What is being asked →
Copy out every line below that contains the word "cluster".

Extracted information →
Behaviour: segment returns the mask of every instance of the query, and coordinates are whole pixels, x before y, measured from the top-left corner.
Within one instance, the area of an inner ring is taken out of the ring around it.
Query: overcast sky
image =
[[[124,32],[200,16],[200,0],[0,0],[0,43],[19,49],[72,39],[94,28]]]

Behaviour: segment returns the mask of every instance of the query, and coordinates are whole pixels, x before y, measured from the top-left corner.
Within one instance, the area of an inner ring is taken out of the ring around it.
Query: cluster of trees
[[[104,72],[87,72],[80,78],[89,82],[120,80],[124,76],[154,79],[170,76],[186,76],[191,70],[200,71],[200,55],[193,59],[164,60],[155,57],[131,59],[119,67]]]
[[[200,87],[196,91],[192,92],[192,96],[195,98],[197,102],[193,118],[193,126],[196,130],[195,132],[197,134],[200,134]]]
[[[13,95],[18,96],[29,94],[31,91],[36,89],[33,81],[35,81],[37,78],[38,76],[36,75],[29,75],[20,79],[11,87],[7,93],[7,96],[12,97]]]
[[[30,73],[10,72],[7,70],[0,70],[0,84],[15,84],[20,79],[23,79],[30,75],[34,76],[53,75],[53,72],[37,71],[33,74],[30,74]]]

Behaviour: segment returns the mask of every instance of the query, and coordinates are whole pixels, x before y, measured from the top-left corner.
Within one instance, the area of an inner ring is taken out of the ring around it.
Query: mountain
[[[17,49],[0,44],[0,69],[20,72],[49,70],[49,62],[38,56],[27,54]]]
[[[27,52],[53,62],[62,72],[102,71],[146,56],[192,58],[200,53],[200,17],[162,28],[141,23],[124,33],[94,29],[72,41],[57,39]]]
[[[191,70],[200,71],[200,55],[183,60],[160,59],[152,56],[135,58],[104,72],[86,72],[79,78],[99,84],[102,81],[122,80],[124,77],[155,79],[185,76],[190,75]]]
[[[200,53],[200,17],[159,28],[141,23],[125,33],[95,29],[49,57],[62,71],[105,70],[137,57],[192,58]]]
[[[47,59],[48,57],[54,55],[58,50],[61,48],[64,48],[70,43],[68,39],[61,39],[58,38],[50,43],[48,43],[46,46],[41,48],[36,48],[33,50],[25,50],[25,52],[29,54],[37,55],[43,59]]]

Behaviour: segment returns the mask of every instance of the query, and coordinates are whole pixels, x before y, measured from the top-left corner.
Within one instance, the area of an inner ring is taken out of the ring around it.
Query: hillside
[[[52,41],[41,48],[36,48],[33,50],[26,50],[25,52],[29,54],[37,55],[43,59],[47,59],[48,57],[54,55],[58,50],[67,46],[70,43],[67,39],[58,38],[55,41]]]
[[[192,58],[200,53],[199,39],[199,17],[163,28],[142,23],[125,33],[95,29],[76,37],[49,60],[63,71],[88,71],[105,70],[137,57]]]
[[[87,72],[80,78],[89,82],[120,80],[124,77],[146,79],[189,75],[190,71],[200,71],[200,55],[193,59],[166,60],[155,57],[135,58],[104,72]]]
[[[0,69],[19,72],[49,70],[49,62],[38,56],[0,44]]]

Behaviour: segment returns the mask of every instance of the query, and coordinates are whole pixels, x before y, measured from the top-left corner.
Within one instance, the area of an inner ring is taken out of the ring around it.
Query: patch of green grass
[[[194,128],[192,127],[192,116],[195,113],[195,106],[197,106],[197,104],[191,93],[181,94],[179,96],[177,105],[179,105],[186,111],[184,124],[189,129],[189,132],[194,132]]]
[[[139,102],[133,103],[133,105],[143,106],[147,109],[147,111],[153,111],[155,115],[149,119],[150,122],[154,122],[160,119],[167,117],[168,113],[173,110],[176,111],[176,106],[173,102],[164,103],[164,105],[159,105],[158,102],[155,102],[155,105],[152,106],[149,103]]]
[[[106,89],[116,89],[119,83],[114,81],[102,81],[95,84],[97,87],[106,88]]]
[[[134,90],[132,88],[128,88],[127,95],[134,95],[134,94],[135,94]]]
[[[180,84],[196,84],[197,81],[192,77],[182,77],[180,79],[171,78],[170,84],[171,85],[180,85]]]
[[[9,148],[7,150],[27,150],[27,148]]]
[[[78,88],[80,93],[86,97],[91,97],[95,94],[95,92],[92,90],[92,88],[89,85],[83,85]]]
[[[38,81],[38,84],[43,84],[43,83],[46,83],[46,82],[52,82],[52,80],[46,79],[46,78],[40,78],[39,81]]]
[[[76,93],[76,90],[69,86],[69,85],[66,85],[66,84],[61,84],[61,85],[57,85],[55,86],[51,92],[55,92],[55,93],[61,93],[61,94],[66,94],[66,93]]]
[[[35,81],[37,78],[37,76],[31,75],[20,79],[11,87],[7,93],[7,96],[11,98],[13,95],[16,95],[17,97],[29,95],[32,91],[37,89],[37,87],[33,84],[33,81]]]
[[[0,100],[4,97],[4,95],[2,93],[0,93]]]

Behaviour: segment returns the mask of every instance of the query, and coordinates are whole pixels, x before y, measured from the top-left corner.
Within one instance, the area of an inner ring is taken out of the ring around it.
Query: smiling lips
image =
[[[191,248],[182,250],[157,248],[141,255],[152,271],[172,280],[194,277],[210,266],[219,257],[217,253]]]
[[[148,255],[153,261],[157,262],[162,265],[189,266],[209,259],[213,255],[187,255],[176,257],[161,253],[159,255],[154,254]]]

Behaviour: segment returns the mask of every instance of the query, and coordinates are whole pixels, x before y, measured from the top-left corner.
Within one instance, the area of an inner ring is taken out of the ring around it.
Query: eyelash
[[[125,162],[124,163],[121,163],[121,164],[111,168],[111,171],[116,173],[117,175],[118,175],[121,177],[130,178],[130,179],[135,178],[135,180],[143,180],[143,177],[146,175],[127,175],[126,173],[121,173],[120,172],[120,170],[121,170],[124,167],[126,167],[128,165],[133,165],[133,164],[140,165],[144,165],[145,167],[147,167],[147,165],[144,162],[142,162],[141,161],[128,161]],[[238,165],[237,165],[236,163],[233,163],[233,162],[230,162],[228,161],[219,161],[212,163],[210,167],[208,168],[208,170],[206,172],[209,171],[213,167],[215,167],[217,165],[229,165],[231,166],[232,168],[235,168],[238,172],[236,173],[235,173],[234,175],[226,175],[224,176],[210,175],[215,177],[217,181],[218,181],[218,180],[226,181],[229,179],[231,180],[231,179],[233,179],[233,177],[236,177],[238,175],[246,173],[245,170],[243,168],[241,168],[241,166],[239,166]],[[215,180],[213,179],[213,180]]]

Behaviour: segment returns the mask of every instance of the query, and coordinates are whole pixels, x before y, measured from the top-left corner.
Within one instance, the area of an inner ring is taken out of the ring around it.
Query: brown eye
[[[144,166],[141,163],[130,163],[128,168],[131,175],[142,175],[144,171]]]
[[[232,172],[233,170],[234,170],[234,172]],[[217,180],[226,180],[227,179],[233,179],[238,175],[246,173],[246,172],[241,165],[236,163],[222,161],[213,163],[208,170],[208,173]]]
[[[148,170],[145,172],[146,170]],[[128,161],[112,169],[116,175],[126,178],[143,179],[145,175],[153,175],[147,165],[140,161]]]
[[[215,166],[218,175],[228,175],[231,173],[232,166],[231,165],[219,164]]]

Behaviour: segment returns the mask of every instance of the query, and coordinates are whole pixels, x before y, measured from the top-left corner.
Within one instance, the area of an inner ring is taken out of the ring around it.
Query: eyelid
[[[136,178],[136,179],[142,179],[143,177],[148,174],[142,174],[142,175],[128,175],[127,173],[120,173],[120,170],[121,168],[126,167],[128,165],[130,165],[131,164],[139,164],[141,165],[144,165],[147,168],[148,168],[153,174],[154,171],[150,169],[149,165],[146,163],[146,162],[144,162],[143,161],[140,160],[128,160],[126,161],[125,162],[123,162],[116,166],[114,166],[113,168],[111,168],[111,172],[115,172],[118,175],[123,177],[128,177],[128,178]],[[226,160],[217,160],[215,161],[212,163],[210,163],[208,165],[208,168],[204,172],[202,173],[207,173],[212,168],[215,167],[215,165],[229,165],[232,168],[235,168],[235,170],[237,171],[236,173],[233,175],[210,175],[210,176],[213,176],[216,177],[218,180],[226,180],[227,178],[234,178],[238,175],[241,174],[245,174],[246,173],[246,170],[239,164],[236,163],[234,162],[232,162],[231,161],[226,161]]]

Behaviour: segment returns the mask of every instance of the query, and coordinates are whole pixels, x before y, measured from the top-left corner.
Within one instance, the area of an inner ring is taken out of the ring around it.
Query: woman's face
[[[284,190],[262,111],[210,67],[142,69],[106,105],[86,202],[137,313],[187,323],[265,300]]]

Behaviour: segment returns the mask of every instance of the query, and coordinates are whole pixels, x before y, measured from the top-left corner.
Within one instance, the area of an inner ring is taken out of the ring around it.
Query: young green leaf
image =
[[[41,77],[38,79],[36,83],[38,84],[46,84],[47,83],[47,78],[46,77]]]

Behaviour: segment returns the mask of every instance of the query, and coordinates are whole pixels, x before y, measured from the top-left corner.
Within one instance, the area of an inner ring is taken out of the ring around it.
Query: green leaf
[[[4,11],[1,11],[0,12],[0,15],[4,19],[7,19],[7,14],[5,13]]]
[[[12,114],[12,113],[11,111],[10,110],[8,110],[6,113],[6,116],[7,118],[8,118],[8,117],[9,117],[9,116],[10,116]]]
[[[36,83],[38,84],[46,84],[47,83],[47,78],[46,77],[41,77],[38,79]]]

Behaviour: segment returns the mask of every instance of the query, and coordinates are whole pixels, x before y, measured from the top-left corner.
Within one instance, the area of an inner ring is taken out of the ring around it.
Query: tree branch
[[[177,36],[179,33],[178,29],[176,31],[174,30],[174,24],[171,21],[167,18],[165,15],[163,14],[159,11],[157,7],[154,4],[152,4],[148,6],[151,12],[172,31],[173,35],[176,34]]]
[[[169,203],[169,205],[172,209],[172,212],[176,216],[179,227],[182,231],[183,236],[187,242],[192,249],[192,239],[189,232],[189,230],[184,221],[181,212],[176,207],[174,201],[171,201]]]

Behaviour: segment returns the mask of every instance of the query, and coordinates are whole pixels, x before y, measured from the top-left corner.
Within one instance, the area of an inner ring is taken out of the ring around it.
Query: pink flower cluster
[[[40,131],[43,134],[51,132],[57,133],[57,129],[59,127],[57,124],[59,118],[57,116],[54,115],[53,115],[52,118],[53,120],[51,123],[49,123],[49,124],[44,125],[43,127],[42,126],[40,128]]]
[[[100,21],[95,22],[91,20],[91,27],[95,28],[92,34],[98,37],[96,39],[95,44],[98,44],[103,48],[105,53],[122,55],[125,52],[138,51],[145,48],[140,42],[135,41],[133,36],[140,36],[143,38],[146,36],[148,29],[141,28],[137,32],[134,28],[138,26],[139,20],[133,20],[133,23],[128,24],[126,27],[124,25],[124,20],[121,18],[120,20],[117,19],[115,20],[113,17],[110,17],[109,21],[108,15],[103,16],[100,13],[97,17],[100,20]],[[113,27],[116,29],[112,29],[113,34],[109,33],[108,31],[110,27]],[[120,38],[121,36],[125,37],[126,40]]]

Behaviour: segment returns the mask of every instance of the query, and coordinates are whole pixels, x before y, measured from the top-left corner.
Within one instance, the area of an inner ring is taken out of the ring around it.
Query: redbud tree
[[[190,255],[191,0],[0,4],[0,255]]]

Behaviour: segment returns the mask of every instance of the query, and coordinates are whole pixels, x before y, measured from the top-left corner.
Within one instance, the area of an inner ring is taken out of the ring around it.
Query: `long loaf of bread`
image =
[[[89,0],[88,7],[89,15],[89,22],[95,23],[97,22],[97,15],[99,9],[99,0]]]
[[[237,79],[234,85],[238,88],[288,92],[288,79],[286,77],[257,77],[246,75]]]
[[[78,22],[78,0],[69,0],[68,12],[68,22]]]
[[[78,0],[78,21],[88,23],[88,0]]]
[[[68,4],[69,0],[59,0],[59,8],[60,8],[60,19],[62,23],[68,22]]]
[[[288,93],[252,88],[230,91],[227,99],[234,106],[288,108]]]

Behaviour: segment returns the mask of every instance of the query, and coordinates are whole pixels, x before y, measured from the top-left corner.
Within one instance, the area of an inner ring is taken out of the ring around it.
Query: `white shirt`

Solution to the problem →
Query: cluster of trees
Query: pink flower cluster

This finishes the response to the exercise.